(Pointing records)
******************************
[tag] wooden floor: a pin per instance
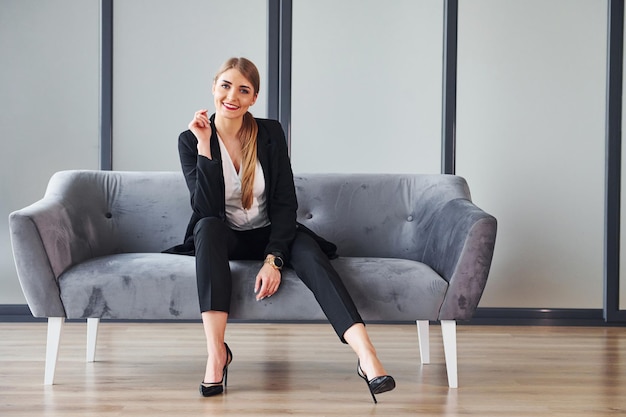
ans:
(286, 369)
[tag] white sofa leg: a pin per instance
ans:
(423, 336)
(55, 326)
(448, 331)
(92, 338)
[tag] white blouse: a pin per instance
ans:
(237, 217)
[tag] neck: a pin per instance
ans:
(228, 127)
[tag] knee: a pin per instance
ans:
(208, 227)
(305, 251)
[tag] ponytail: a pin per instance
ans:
(247, 135)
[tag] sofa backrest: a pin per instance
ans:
(364, 214)
(380, 215)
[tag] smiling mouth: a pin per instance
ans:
(230, 106)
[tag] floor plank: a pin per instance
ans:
(148, 369)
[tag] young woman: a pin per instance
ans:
(244, 207)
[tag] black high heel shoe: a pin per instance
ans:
(377, 385)
(209, 389)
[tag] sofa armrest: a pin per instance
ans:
(460, 248)
(33, 265)
(62, 229)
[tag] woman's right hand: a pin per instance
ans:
(200, 126)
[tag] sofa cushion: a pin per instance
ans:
(160, 286)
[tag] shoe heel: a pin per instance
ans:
(360, 373)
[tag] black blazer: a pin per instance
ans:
(205, 180)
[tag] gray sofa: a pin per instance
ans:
(412, 248)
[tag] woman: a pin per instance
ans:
(244, 207)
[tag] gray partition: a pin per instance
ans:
(531, 99)
(165, 54)
(49, 99)
(366, 86)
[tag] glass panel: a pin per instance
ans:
(165, 56)
(622, 260)
(49, 95)
(531, 142)
(366, 86)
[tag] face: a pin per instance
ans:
(233, 94)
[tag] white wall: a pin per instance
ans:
(366, 98)
(165, 56)
(366, 86)
(49, 83)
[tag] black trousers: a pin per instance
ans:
(216, 244)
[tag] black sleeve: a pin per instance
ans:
(203, 176)
(282, 202)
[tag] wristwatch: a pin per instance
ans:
(275, 261)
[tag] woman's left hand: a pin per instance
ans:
(267, 282)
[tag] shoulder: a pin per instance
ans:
(270, 131)
(269, 125)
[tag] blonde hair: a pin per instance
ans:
(249, 128)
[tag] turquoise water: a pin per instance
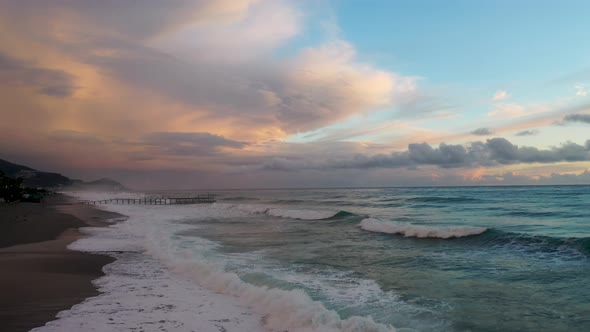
******************************
Exercise objective —
Count the lines in the entries above that contain the string "gray", treating case as significant, and give only the number.

Solution to the problem —
2